**Task description:** In the forum thread about overloaded Ceph monitors, translate this sentence into Spanish: "Three mons is possibly too few for such a large cluster."

**Passage provided:**
Re: Ceph monitors overloaded on large cluster restart

Andras Pataki <apataki@xxxxxxxxxxxxxxxxxxxxx> · Wed, 19 Dec 2018 20:02:32 -0500



    Hi Dan,

    
    'noup' now makes a lot of sense - that's probably the major help
    that our cluster start would have needed.  Essentially this way only
    one map change occurs in the cluster when all the OSDs are marked
    'in' and that gets distributed, vs hundreds or thousands of map
    changes as various OSDs boot at slightly different times.  I have a
    smaller cluster that I can test it with and measure how the network
    traffic changes to the mons, and will plan this in the next
    shutdown/restart/upgrade.

    
    Thanks for the quick response and the tip!

    
    Andras
    

    On 12/19/18 6:47 PM, Dan van der Ster
      wrote:

    
      Hey Andras,
        

        Three mons is possibly too few for such a large cluster.
          We've had lots of good stable experience with 5-mon clusters.
          I've never tried 7, so I can't say if that would lead to other
          problems (e.g. leader/peon sync scalability).
        

        That said, our 10000-osd bigbang tests managed with only 3
          mons, and I assume that outside of this full system reboot
          scenario your 3 cope well enough. You should probably add 2
          more, but I wouldn't expect that alone to solve this problem
          in the future.
        

        Instead, with a slightly tuned procedure and a bit of osd
          log grepping, I think you could've booted this cluster more
          quickly than 4 hours with those mere 3 mons.

        
        As you know, each osds boot process requires the
          downloading of all known osdmaps. If all osds are booting
          together, and the mons are saturated, the osds can become
          sluggish when responding to their peers, which could lead to
          the flapping scenario you saw. Flapping leads to new osdmap
          epochs that then need to be distributed, worsening the issue.
          It's good that you used nodown and noout, because without
          these the boot time would've been even longer. Next time also
          set noup and noin to further reduce the osdmap churn.

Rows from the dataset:
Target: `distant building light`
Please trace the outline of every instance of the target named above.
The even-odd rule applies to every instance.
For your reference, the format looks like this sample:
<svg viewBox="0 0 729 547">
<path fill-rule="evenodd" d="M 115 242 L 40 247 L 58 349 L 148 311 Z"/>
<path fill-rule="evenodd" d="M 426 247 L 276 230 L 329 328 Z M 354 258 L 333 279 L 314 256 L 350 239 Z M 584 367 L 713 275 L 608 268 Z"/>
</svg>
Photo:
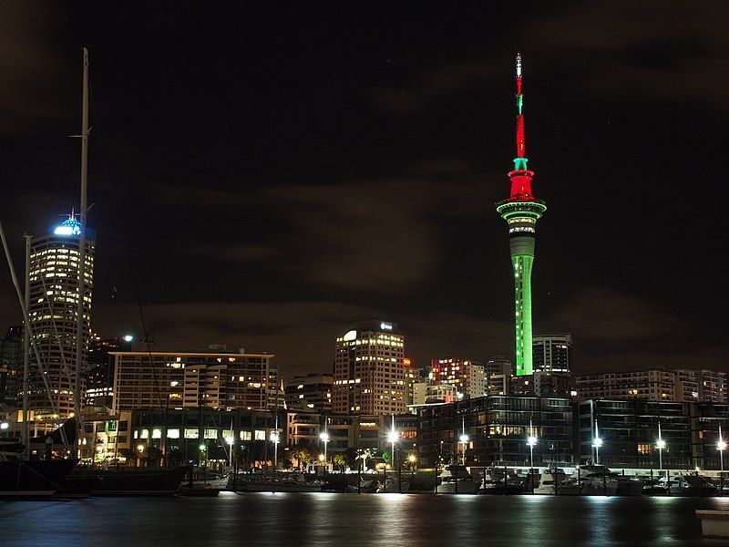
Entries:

**Exercise response:** Tres mons posiblemente sean demasiado pocos para un clúster tan grande.